# What the exercise asks
Please output every record below exactly as written, leaving out any pictures.

# The records
· · · ·

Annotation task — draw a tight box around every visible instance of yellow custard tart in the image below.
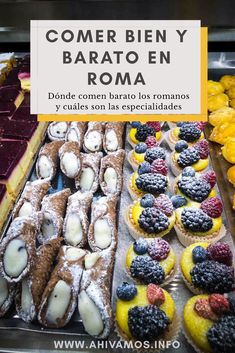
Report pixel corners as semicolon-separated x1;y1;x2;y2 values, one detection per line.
167;122;204;150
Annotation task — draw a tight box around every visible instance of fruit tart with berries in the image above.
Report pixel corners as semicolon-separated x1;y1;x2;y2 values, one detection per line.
128;121;162;148
171;139;210;176
125;238;176;285
128;160;169;200
125;194;175;238
180;242;234;294
183;293;235;353
173;196;226;246
115;282;178;344
167;122;205;150
172;167;217;203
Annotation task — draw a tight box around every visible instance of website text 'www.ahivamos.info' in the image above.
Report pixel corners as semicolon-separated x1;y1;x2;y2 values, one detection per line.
53;339;181;350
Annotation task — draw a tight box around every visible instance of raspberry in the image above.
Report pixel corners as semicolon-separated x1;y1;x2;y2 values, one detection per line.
201;170;217;188
145;136;159;148
147;284;165;305
194;139;209;159
194;298;218;321
196;122;207;131
201;197;223;218
154;194;173;216
148;238;170;261
150;159;168;176
209;294;230;316
207;242;233;266
146;121;161;132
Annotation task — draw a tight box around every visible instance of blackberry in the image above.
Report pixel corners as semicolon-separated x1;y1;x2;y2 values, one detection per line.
138;208;169;234
171;195;188;209
131;121;141;128
181;208;213;232
133;238;149;255
116;282;137;301
135;142;147;154
192;246;208;263
178;176;211;202
148;238;170;261
176;122;190;127
138;161;151;175
191;260;234;293
130;256;165;284
228;297;235;315
178;123;201;142
207;315;235;353
128;305;170;341
175;140;188;153
177;148;200;168
136;173;168;195
182;166;196;177
146;121;161;132
135;125;155;142
145;147;166;163
145;136;158;148
140;194;155;208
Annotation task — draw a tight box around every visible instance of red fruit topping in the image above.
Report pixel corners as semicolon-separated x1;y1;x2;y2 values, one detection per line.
209;294;230;315
154;194;173;216
194;139;209;159
207;242;233;266
201;170;217;188
145;135;159;148
196;122;207;131
146;121;161;132
147;284;165;305
200;197;223;218
148;237;170;261
150;159;168;176
194;298;218;321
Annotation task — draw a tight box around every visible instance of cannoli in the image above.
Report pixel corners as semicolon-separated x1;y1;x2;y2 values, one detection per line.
83;122;104;153
75;152;103;193
38;189;71;244
65;122;87;149
38;246;86;328
88;195;118;251
0;216;39;283
12;179;50;219
63;191;92;247
103;122;125;154
99;149;125;196
0;275;16;317
78;248;115;338
47;121;70;141
59;141;81;179
15;237;62;322
36;140;63;181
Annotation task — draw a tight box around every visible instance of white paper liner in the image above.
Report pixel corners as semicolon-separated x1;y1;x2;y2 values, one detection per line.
181;273;205;295
182;320;208;353
127;150;141;171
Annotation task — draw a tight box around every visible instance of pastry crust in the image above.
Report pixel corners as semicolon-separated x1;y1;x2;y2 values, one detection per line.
83;122;104;153
59;141;81;179
0;279;16;317
65;122;87;149
103;122;125;154
47;122;70;141
75;152;103;193
36;140;64;181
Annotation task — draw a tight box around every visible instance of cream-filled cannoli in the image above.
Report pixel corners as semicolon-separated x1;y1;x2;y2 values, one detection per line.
65;122;87;149
103;122;125;154
47;122;70;141
83;122;104;153
38;246;86;328
36;141;63;180
88;195;118;251
75;152;103;193
99;149;125;196
63;191;92;247
0;275;16;317
12;180;50;219
0;216;39;283
38;189;71;244
59;141;81;179
15;237;62;322
78;248;115;338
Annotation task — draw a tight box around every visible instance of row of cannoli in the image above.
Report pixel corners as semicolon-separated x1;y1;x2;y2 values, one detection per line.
47;121;125;154
36;141;125;196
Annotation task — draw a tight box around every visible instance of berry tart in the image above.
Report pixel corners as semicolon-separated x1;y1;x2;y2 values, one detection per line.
125;194;175;238
167;122;205;150
128;162;169;200
128;122;162;148
115;282;179;345
174;197;226;246
183;293;235;353
125;238;176;285
167;121;207;131
172;168;217;203
180;242;234;294
170;139;210;176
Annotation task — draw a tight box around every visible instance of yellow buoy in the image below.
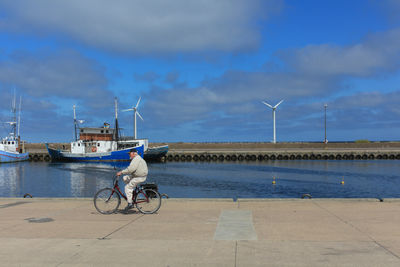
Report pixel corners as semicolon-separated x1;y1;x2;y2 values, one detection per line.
341;177;345;185
272;177;276;185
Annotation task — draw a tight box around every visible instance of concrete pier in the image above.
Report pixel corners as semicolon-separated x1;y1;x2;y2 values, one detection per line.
1;198;400;266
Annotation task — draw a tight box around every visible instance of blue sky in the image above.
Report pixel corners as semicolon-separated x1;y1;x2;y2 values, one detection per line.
1;0;400;143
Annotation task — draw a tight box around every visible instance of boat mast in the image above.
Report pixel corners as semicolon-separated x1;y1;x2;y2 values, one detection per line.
11;91;17;139
114;97;119;141
17;96;21;137
73;105;77;141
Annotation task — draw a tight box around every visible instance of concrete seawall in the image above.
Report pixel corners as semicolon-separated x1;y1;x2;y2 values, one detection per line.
166;150;400;162
24;142;400;162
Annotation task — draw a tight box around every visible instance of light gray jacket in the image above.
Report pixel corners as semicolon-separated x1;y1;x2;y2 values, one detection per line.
121;155;148;178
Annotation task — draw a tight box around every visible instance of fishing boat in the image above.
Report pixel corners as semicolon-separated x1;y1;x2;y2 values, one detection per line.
46;97;167;162
45;127;146;162
0;137;29;163
0;94;29;163
144;145;169;161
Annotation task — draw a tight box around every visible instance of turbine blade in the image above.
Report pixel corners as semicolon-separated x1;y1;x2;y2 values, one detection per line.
135;97;141;108
274;99;284;108
137;112;144;121
262;101;273;109
122;108;134;112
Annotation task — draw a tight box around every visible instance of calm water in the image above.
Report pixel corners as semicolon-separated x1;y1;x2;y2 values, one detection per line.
0;160;400;199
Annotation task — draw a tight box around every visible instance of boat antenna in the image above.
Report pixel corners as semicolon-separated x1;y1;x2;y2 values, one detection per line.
17;95;21;137
73;105;77;141
114;97;119;141
12;89;17;139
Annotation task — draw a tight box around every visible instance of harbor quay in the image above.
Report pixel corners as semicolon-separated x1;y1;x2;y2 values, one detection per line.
1;198;400;266
24;142;400;162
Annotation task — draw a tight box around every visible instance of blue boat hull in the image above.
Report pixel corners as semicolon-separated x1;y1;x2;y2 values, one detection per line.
0;150;29;163
45;144;144;162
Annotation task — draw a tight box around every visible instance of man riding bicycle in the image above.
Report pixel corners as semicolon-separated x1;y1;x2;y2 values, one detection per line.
116;148;148;211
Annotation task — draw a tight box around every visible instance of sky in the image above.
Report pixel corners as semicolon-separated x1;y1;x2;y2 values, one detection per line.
0;0;400;143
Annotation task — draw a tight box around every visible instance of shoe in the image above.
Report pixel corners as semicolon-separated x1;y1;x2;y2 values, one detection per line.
124;203;133;211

· · · ·

# Response below
Annotation task — draw a tight box around every visible instance of yellow custard tart in the image below.
Report pixel corners as semicolon-separated x1;y1;x2;y2 values, one detection per line.
167;122;204;150
Annotation task — draw a tight box around every visible instance of fruit tart with berries in the image above.
Report pixel corners as semicolon-separated x1;y1;x2;y2 values, one detection per line.
128;121;162;148
171;139;210;176
125;238;176;285
128;160;169;200
125;194;175;238
180;242;234;294
183;293;235;353
173;196;226;246
115;282;178;344
167;122;205;150
172;167;217;203
Annotation task — draw a tight box around every visible instance of website text 'www.ahivamos.info' in the image above.
Report pixel corners as semicolon-separated x1;y1;x2;y2 values, one detection per line.
53;339;181;350
Annotation task — draw a tight box around every visible instance of raspberry in the image above.
Report pixel corners as semicolon-separated x1;y1;x2;y2 values, one detection per line.
201;170;217;188
145;136;159;148
147;284;165;305
194;139;209;159
194;298;218;321
196;122;207;131
201;197;223;218
154;194;173;216
148;238;170;261
150;159;168;176
209;294;230;316
207;242;233;266
146;121;161;132
Annotation task — draw a tight box around every visible instance of blackberry in the image above.
Report pixel corners as semicolon-separated x1;y1;x2;y2 values, one detection per line.
138;208;169;234
171;195;188;209
131;121;141;128
181;208;213;232
133;238;149;255
116;282;137;301
135;142;147;154
192;246;208;263
178;176;211;202
148;238;170;261
176;122;190;127
138;161;151;175
191;260;234;293
130;256;165;284
228;297;235;315
178;123;201;142
207;315;235;353
128;305;170;341
175;140;188;153
177;148;200;168
136;173;168;195
182;166;196;177
146;121;161;132
135;125;155;142
145;147;166;163
145;136;158;148
140;194;155;208
Annotation task — draw a tight box around every visible instance of red fruit topping in the image above.
Report pixel corners as semicolon-separated x1;y1;x2;y2 values, one detection per line.
209;294;230;315
154;194;173;216
194;139;209;159
207;242;233;266
201;170;217;188
145;135;159;148
196;122;207;131
146;121;161;132
147;284;165;305
200;197;223;218
148;237;170;261
150;159;168;176
194;298;218;321
Annotation task — draw a tight box around every visible instance of cannoli in the image above.
Report pixel corners as semicolon-separated x1;y1;x2;y2 values, one detection per line.
83;122;104;153
75;152;103;193
38;189;71;244
65;122;87;149
38;246;86;328
88;195;118;251
0;216;39;283
12;179;50;219
63;191;92;247
103;122;125;154
99;149;125;196
0;275;16;317
78;248;115;338
47;121;70;141
59;141;81;179
15;237;62;322
36;140;63;181
Annotation task — draw a tight box around every visible instance of white paper liner in the image above.
Report pixel corners as semicolon-separated x1;y1;x2;y2 values, one detection per line.
181;273;205;295
182;320;208;353
127;150;141;171
Annotation task — draw a tight box around every visible instance of pastry crust in the image above.
Report pixel corners as semicolon-separated x1;y1;x2;y2 values, one detection per line.
83;122;104;153
59;141;81;179
0;279;16;317
65;122;87;149
103;122;125;154
47;122;70;141
75;152;103;193
36;140;64;181
Annotation task — draw a tight box around every visible instance of cream-filled cannoli in the image above.
Report pixel corners as semicolon-separated x1;y1;x2;y2 values, one detection per line.
65;122;87;149
103;122;125;154
47;122;70;141
83;122;104;153
38;246;86;328
36;141;63;180
88;195;118;251
75;152;103;193
99;149;125;196
63;191;92;247
0;275;16;317
12;180;50;219
0;216;39;283
38;189;71;244
59;141;81;179
15;237;62;322
78;248;115;338
Annotation task — draw a tight box around every visible instance of row of cannoli in the image above.
Report pixel corners as semicolon-separated x1;y1;x2;y2 values, one detection per line.
47;121;125;154
36;141;125;196
Annotation task — draw a tight box around every visible instance of berry tart in the image above.
Report pixel corners as semicolon-separated x1;y1;x2;y2 values, one detection per line.
125;194;175;238
167;122;205;150
128;162;169;200
128;122;162;148
115;282;179;345
174;197;226;246
183;293;235;353
125;238;176;285
167;121;207;131
172;168;217;203
180;242;234;294
170;139;210;176
Annotation task — draw a tight box around every visible instance of yellow buoy in the image below.
Report pixel corners as semicolon-separated x1;y1;x2;y2 values, one detection per line.
341;177;345;185
272;177;276;185
Annotation task — draw a tight box around every visible instance of concrete pier in the image above.
Report pixel corners as semicolon-separated x1;y1;x2;y2 values, one detection per line.
1;198;400;266
Annotation task — draw a tight box around every visible instance of blue sky in the image above.
Report pixel corners as semicolon-separated x1;y1;x2;y2 values, one detection per line.
1;0;400;143
Annotation task — draw a tight box around every visible instance of boat mast in the image above.
Report pixel corners as semicolon-separated x1;y1;x2;y2 values, one detection per line.
11;91;17;139
114;97;119;141
17;96;21;137
73;105;77;141
Annotation task — draw a tight box around every visible instance of concrete seawall in the image above.
Report pixel corners as semicolon-separated x1;y1;x2;y2 values, one detection per line.
166;150;400;162
24;142;400;162
Annotation task — draw a tight box around every visible instance of light gray jacket in the image above.
Report pixel corners as semicolon-separated x1;y1;x2;y2 values, one detection per line.
121;155;148;178
Annotation task — draw a tight box around every visible instance of fishing boat in the image above.
Report pixel corners as semicolon-separated x1;y1;x2;y2 values, one detection per line.
46;97;167;162
45;127;146;162
0;137;29;163
0;94;29;163
144;145;169;161
Annotation task — draw a tight box around every visible instance of turbine blade in the image above.
Report pixel corners as semicolon-separated x1;y1;x2;y2 values, one detection per line.
135;97;141;108
274;99;284;108
137;112;144;121
262;101;273;109
122;108;134;112
Annotation task — draw a tight box around every visible instance of calm water in the image above.
Report pixel corners as semicolon-separated x1;y1;x2;y2 values, one detection per line.
0;160;400;199
Annotation task — draw a tight box around every visible instance of boat antenna in the image above.
Report pixel corners as semicolon-separated x1;y1;x2;y2 values, one detection per line.
17;95;21;137
73;105;77;141
114;97;119;141
12;89;17;139
Annotation task — draw a tight box around every visible instance of harbor quay in the image above.
Report pixel corners as semicolon-separated x1;y1;x2;y2 values, one detection per line.
1;198;400;266
24;142;400;162
Annotation task — draw a tight box around every visible instance of blue boat hull in the image above.
Report pixel corners as semicolon-separated x1;y1;x2;y2 values, one detection per line.
0;150;29;163
45;144;144;162
Annotation task — draw a tight box around every visible instance of man riding bicycle in the image above.
Report pixel corners as semicolon-separated x1;y1;x2;y2 values, one detection per line.
116;148;148;211
Annotation task — draw a tight box around every visible instance of sky in the image above.
Report pixel corners as semicolon-separated x1;y1;x2;y2 values, one detection per line.
0;0;400;143
Annotation task — draw a tight box around every visible instance of shoe in the image above.
Report pixel corners as semicolon-separated x1;y1;x2;y2 values, one detection per line.
124;203;133;211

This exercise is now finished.